From the line with "Target: warm light glow" through the line with "Where can the child's", inclusive, return each line of the data below exactly and leave the rest out.

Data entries
★ ★ ★

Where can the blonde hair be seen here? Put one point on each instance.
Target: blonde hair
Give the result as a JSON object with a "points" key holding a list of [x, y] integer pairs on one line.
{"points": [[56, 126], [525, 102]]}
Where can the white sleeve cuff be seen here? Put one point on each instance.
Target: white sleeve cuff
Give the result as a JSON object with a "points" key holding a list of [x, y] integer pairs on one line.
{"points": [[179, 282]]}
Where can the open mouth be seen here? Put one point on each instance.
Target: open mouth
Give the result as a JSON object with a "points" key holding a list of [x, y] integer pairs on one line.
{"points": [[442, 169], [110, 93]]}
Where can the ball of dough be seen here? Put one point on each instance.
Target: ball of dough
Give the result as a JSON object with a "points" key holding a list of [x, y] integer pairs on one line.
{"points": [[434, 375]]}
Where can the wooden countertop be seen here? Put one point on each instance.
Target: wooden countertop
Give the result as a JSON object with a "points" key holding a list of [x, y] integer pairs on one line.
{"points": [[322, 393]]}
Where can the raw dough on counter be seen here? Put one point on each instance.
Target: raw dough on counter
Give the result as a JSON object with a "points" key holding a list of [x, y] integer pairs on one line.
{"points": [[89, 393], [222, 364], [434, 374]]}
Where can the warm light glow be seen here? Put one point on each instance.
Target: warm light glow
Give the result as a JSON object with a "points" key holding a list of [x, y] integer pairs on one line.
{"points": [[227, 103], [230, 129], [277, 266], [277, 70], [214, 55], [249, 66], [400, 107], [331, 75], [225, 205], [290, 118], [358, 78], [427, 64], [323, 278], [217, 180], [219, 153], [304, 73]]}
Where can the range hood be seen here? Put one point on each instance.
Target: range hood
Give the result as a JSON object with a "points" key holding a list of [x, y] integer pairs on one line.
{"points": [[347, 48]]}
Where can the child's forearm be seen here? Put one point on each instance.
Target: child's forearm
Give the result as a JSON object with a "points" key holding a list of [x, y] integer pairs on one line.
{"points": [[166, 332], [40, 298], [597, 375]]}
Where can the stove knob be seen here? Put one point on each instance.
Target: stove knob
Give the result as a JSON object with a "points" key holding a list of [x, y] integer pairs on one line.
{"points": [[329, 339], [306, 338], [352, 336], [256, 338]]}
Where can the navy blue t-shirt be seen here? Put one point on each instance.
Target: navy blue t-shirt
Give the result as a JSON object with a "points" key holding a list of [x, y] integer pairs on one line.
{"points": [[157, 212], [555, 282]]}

★ ★ ★

• **EXERCISE OUTPUT**:
Target: warm light glow
Give the result as a JSON object with a "points" key holding a list of [x, y] integer pairs on one line.
{"points": [[227, 103], [230, 129], [277, 266], [277, 70], [214, 55], [249, 66], [400, 107], [331, 75], [225, 205], [290, 118], [358, 78], [427, 64], [323, 278], [217, 180], [219, 153], [304, 73]]}
Where can the range hood be seen here? Put one point on each instance.
Target: range hood
Give the result as a JSON object with a "points" key holding a list of [x, y] integer pairs on one line.
{"points": [[347, 48]]}
Where can the child's forearm be seen here? Put one point on each instance.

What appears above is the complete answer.